Content starts

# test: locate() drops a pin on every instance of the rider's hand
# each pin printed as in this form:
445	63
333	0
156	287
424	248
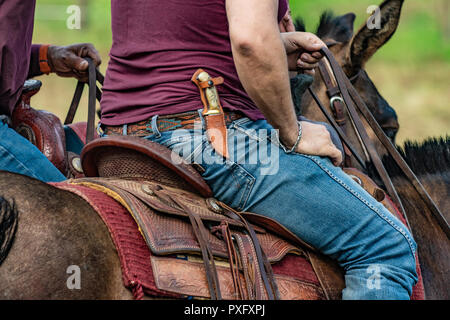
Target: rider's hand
303	52
286	24
315	141
68	61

Content ends

_What this task involves_. Retype the whole of the data verbatim. Skip every picture.

_Written answer_.
# test: locate() drops a pin on every instance of the rider's hand
# each pin printed as in this form:
445	63
333	0
156	287
424	248
Target: rider's hand
303	52
286	24
315	141
68	61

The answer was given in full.